- **原文**:
----------
ビデオ会議ツール「Zoom」を入手したはずが、起動後に偽のセキュリティ警告が表示され、記載の番号に電話をかけるとサポート料金を請求される——という報告が一部消費者から出ている件について、情報処理推進機構(IPA)は4月28日、「出回っていたものは同名の別ソフトウェアだった」との調査結果を発表した。
IPAは公式サイトで別ソフトの画面を例示し、「検索のキーワードの組み合わせや、利用する検索サイトによっては、同名の他のソフトが検索結果の上位に表示される可能性がある」と指摘。別ソフトには偽の警告が仕込まれている可能性があるため、Zoomのダウンロードを試みる際は、正規のサイトから入手するよう提言している。
では、この“同名の別ソフト”とは何なのか。筆者が調査した結果、フリーソフトなどの配信サイト「Uptodown」に掲載されている「Zoom」が、IPAが指摘している製品であることが分かった。
----------
- **問題と課題**:
(a) Zoomの偽ソフトに関する原文のうち、「IPAは公式サイトで別ソフト」から「ら入手するよう提言している。」までを、後者も含めて一字一句そのまま打ち直してください。
(b) 同名の別ソフトとして出回ったZoomについての記事を、最後の文の後から書き継いでください。

保存済みエントリ
----------
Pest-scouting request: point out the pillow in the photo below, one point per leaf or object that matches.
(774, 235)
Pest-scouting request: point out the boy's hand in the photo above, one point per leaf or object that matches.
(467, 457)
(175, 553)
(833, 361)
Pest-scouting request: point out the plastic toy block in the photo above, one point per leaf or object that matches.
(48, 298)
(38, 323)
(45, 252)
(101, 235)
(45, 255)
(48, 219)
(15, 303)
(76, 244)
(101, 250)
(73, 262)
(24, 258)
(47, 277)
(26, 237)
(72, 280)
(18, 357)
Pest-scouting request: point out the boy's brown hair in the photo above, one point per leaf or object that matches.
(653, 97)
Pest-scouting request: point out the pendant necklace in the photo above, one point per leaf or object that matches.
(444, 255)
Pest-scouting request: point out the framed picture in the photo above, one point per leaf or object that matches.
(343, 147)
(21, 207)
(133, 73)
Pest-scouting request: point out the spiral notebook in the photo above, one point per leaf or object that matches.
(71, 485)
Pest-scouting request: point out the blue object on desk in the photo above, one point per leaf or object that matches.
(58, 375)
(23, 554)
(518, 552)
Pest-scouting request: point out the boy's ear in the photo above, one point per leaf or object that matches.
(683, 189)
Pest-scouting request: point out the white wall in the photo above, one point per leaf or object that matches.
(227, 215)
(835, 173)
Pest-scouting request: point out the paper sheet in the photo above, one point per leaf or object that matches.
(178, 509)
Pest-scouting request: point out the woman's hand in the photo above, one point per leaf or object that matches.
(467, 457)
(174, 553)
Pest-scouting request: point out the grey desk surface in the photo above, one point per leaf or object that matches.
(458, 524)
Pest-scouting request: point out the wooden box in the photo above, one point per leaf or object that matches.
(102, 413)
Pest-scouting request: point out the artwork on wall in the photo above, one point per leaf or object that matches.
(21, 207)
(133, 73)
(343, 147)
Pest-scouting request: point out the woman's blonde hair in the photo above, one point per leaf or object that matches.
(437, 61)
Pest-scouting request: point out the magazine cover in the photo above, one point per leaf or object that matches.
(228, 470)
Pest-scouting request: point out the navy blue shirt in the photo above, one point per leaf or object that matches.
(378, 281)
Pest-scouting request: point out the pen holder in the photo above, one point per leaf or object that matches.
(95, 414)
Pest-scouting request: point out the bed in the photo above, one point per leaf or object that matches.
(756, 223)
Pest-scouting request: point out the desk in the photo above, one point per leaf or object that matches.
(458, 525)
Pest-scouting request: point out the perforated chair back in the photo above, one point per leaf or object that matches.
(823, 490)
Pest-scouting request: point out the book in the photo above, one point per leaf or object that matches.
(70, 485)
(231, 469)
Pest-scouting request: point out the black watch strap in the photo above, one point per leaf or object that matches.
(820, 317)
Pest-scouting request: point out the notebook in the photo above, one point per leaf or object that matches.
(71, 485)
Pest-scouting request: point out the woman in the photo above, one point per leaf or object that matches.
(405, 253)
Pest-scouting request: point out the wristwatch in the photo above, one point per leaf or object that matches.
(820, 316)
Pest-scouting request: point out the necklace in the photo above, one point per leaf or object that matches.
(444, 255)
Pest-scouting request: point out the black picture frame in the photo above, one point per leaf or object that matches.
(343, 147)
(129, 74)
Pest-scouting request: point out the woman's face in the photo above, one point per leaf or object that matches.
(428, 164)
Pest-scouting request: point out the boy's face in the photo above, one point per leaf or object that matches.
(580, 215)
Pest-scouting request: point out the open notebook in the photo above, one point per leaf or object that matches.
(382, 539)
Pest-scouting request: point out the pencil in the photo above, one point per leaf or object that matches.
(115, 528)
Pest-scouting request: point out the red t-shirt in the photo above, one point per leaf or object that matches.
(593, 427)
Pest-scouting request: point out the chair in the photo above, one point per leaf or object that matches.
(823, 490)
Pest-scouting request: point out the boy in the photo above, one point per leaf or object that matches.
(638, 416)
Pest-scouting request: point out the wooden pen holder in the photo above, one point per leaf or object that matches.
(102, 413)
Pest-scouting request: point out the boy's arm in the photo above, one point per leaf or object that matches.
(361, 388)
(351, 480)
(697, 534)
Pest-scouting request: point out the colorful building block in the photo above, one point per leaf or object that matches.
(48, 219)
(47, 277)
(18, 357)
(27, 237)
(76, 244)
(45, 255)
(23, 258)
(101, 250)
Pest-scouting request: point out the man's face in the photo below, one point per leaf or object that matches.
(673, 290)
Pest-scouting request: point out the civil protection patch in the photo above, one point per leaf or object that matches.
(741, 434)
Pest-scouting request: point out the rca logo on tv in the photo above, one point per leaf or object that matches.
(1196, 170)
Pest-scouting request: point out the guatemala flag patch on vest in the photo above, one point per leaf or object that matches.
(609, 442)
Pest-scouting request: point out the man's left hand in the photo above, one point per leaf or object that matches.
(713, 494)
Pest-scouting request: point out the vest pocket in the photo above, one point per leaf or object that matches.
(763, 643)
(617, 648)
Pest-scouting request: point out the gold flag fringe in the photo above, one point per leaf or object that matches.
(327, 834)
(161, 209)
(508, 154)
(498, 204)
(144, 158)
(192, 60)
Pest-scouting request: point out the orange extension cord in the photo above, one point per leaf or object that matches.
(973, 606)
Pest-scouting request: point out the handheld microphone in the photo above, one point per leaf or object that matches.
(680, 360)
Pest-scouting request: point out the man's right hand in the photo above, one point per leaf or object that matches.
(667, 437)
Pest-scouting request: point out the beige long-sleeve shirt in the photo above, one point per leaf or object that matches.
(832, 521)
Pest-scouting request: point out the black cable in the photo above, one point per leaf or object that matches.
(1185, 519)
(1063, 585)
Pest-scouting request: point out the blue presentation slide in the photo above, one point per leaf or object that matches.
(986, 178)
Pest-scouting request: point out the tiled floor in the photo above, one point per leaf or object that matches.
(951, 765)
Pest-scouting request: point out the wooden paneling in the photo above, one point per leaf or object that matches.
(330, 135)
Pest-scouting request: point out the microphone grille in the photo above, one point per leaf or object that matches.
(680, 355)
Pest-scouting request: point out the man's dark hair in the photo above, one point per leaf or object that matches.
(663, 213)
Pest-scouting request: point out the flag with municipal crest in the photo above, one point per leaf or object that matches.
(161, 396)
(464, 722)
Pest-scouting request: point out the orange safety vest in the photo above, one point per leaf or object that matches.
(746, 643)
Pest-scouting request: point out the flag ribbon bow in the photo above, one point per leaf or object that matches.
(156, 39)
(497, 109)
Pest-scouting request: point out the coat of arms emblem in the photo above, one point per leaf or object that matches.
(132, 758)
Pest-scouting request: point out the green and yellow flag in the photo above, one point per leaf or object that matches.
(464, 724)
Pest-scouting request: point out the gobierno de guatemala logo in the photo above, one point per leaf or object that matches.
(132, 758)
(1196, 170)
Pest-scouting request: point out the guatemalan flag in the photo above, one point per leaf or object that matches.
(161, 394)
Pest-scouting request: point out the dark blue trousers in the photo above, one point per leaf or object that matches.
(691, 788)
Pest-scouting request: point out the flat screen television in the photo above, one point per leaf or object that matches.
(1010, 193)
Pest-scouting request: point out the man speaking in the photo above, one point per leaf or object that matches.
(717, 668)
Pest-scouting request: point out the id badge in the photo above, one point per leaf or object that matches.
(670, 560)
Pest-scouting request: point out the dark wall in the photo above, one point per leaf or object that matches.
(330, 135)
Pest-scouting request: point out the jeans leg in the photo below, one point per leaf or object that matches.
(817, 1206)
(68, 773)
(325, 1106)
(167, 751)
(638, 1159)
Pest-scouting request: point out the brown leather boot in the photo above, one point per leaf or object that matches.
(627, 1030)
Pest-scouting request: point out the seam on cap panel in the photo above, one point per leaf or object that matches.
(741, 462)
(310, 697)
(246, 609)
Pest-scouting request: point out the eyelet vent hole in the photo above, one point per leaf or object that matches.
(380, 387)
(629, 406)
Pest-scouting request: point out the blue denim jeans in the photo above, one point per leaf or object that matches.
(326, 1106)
----------
- **項目別の解答**:
(a)
IPAは公式サイトで別ソフトの画面を例示し、「検索のキーワードの組み合わせや、利用する検索サイトによっては、同名の他のソフトが検索結果の上位に表示される可能性がある」と指摘。別ソフトには偽の警告が仕込まれている可能性があるため、Zoomのダウンロードを試みる際は、正規のサイトから入手するよう提言している。

(b)
Uptodownのダウンロードページによると、このZoomはPCの起動とシャットダウンを高速化するツールで、開発元はDachshund SoftWare(ダックスフント ソフトウェア)。最新版の配布は2009年だった。製品ページでは確認できなかったが、クラウドセキュリティアナリストの大元隆志氏は、4月24日付の「Yahoo!ニュース 個人」で提供が始まった時期は2001年だと紹介している。
この“怪しいZoom”と互換性があるOSには、Windows 95、98、98SE、2000、XP、そしてWindows Me、Windows NTと懐かしいものが並ぶ。これが事実であれば、米Zoom Video Communicationsが創業した11年、ビデオ会議ツールをリリースした13年よりも、はるか前から存在していたことになる。
筆者は以前の記事で、このZoomが偽物である可能性を指摘し、「新型コロナウイルス感染拡大に伴ってテレワークに移行する企業が増え、Zoomの需要が高まっているため、攻撃者がターゲットに選んだとみられる」との見解を示したが、必ずしもそうとは限らないようだ。
旧Zoom(便宜上こう呼ぶ)のダウンロードページにはこの他、「Zoomはコンピュータをオン・オフするときにスピードが遅くなるという問題は起こりがちなので非常に便利なアプリケーションになりそうです」(原文ママ)といった解説文が掲載されている。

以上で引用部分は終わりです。